_Written task_
Using the article below about the Central High desegregation commemoration, explain in one to three sentences why Sue Schroeder made a site visit to Little Rock in June.
— Start of Source passage —
‘CIVIL TWILIGHT’ TO COMMEMORATE DESEGREGATION OF LR CENTRAL HIGH SCHOOL

Core Performance Company in Life Interrupted, 2017. Photo © Paige McFall

CORE Performance Company will perform “Civil Twilight: Reflections on Fear, Courage and Resilience,” a site-specific dance/spoken word event, as part of the University of Central Arkansas’s commemoration of the desegregation of Little Rock Central High School.

The 6 p.m., Sept. 24 event, at the Little Rock Central High School National Historic Site Commemorative Garden at 2120 W. Daisy L. Gatson Bates Dr. in Little Rock, is free.

The evening will feature remarks by Dr. Henry Louis Gates, Jr. and Tania León. They worked as consultant and composer, respectively, of the forthcoming opera commissioned by the UCA College of Fine Arts and Communication, The Little Rock Nine.

The event is part of the UCA College of Fine Arts and Communication’s commemoration of the 90th anniversary of the building of Little Rock Central High School in 1927 and the 60th anniversary of the desegregation crisis that occurred there in 1957 through the “Imagine If Buildings Could Talk: Mapping the History of Little Rock Central High School” project.

“Since 2009, UCA has worked with Sue Schroeder and CORE Performance Company on seven highly successful projects,” said Dr. Gayle Seymour, project director and associate dean of the UCA College of Fine Arts and Communication. “CORE’s site-specific work with museums, public art installations and gardens made them an obvious choice for this commemorative event in the Central High garden.

“However, it is their commitment to the arts as tools for social change that made their participation in this project about civil rights and inclusion essential.”

Seymour said Schroeder’s “deep belief that this work should come from the local community, not be imposed upon it,” led her to make a site visit to Little Rock in June to talk with people and find local artistic collaborators who tell their stories through spoken word.

Collaborating artists include Leron McAdoo, Marcus Montgomery, and members of the Central High Writeous Poetry Club.
— End of Source passage —
— Start of Data —
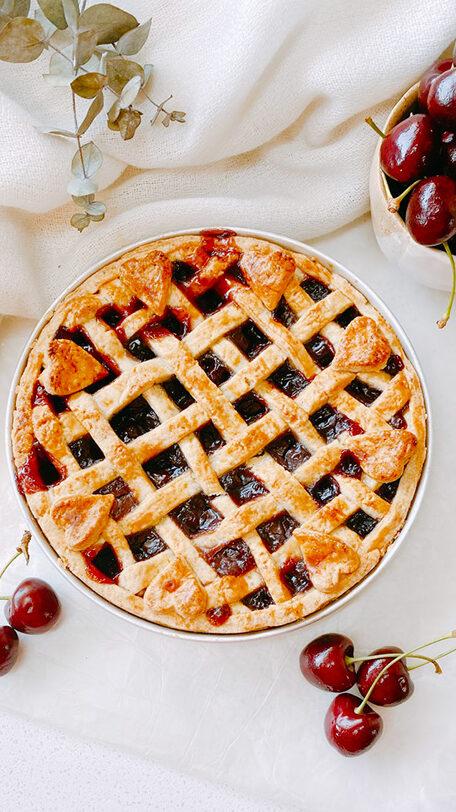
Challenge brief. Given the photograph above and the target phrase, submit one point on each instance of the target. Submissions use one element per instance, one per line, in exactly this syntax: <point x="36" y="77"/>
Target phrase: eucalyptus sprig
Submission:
<point x="90" y="50"/>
— End of Data —
_Solution to the exercise_
Schroeder deeply believed that the work should come from the local community, not be imposed upon it. That belief led her to visit Little Rock in June to talk with people and find local artistic collaborators who tell their stories through spoken word.